Data for the task
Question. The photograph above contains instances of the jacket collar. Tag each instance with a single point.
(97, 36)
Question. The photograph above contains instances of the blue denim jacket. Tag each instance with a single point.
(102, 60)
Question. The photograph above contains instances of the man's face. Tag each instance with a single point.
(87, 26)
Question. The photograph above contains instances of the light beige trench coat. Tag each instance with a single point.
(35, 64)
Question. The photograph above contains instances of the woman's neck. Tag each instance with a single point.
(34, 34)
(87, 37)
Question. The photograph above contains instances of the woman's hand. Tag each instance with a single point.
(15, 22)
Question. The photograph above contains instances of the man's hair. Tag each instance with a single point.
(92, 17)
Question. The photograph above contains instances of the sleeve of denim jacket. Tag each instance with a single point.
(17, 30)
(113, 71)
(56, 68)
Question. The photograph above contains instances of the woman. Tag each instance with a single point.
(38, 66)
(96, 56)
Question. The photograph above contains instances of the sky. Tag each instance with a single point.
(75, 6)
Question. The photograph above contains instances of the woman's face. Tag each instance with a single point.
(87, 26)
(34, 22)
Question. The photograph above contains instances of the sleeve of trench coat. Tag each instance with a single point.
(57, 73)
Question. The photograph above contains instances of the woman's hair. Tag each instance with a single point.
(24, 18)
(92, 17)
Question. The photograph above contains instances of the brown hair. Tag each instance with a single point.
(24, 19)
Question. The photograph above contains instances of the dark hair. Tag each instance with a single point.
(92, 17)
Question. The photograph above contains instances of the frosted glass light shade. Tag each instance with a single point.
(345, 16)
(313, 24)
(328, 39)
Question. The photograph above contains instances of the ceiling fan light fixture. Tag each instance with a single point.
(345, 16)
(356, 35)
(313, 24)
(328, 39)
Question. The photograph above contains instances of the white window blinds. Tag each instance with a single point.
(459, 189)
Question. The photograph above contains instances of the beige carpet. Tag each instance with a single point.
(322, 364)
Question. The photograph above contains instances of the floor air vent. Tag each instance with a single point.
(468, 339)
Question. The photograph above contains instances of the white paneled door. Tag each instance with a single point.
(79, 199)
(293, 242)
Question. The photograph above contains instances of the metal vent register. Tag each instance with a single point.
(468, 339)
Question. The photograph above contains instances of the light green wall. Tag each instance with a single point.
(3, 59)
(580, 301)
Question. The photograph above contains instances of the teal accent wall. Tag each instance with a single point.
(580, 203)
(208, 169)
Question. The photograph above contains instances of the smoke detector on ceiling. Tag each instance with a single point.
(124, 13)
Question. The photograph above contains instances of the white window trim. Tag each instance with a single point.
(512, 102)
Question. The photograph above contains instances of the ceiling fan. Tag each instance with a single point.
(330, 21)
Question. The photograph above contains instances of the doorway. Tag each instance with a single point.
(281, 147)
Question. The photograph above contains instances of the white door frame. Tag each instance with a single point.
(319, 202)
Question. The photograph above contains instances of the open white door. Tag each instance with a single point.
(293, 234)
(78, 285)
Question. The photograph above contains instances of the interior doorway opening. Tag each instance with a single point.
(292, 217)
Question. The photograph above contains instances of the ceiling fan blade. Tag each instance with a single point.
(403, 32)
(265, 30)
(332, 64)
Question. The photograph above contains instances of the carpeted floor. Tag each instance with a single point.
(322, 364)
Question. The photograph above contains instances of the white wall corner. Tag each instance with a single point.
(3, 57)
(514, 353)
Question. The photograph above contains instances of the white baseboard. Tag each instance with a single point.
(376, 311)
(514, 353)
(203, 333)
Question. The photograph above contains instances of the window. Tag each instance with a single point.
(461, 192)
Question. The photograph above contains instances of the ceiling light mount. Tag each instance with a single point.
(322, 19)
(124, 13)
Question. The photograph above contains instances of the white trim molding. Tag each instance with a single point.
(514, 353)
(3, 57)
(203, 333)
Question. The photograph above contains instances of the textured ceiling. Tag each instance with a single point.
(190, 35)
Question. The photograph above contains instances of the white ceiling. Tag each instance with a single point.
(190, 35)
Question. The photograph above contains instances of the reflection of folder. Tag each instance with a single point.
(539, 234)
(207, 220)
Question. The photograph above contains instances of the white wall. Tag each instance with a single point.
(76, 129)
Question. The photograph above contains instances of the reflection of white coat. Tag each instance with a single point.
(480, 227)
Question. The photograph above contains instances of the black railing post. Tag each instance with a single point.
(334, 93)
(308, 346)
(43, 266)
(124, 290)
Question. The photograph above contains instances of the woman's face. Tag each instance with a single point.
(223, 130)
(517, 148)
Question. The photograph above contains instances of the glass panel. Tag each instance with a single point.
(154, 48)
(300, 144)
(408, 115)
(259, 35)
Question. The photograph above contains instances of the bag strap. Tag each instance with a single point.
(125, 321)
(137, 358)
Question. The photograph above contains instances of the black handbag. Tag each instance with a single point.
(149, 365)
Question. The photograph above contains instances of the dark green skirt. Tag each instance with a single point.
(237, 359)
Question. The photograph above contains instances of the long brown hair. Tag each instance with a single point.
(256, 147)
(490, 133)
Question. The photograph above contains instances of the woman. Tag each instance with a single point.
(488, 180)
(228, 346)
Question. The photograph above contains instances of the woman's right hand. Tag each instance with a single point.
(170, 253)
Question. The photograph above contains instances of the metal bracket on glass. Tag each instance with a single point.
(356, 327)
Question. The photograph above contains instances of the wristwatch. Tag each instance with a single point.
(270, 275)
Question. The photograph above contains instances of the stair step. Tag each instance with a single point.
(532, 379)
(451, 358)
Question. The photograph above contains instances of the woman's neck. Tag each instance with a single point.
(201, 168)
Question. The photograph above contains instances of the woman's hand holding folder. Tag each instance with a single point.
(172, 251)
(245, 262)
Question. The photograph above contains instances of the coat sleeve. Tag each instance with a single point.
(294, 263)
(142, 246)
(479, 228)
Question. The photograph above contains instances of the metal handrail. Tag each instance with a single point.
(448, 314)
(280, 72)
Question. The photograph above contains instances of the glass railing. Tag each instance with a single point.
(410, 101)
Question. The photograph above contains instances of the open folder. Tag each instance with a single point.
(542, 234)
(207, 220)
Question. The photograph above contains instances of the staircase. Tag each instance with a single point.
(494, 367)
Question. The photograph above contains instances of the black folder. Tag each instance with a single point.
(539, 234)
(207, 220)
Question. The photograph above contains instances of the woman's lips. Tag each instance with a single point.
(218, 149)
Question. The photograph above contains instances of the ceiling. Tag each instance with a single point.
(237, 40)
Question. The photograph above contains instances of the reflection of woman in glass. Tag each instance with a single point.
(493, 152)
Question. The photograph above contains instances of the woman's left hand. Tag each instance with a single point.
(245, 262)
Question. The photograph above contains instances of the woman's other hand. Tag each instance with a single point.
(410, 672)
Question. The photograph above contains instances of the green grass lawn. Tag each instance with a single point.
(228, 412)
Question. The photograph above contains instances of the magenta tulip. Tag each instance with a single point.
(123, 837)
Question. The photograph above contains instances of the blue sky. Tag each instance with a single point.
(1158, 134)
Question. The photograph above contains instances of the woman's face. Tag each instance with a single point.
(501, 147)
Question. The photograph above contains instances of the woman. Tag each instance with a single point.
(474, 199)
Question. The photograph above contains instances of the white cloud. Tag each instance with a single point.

Your instructions
Rewrite the lines starting at the one containing "lips. Tag each instance with a single point." and running through the last line above as a numbered list, leaving out any blank lines.

Final answer
1. Question. The photograph above contains instances of the woman's lips. Tag each instance with a single point.
2. (218, 149)
3. Question. The photograph above contains instances of the ceiling. Tag each instance with a single point.
4. (237, 40)
5. Question. The photograph above contains instances of the reflection of woman in glass. Tag each instance with a single point.
6. (493, 152)
7. Question. The photograph above contains instances of the woman's left hand. Tag each instance with a single point.
8. (245, 262)
9. Question. The photograph above contains instances of the woman's other hand. Tag each instance with a single point.
10. (410, 672)
11. Question. The photograph above contains instances of the green grass lawn. Tag each instance with a single point.
12. (228, 412)
13. Question. The photograph above contains instances of the magenta tulip. Tag each instance with a single point.
14. (123, 837)
15. Question. The photograph above contains instances of the blue sky. Tag each instance with a single point.
16. (1158, 134)
17. Question. The photograph above contains instances of the woman's face. Tag each instance with a single point.
18. (501, 147)
19. Question. The photograph above contains instances of the woman. Tag each instance with a single point.
20. (474, 199)
21. Question. The photograph above contains instances of the white cloud. Tag each instance with a single point.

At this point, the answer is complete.